* START DATASET ENTRIES *

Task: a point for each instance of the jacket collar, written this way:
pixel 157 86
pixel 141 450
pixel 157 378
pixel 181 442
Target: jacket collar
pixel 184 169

* END DATASET ENTRIES *

Please format the records above as a numbered list with one line per item, and leave out any blank lines.

EXERCISE ANSWER →
1. Task: a point for each instance of the jacket collar, written this way:
2. pixel 157 86
3. pixel 141 450
4. pixel 157 378
5. pixel 181 442
6. Target: jacket collar
7. pixel 184 169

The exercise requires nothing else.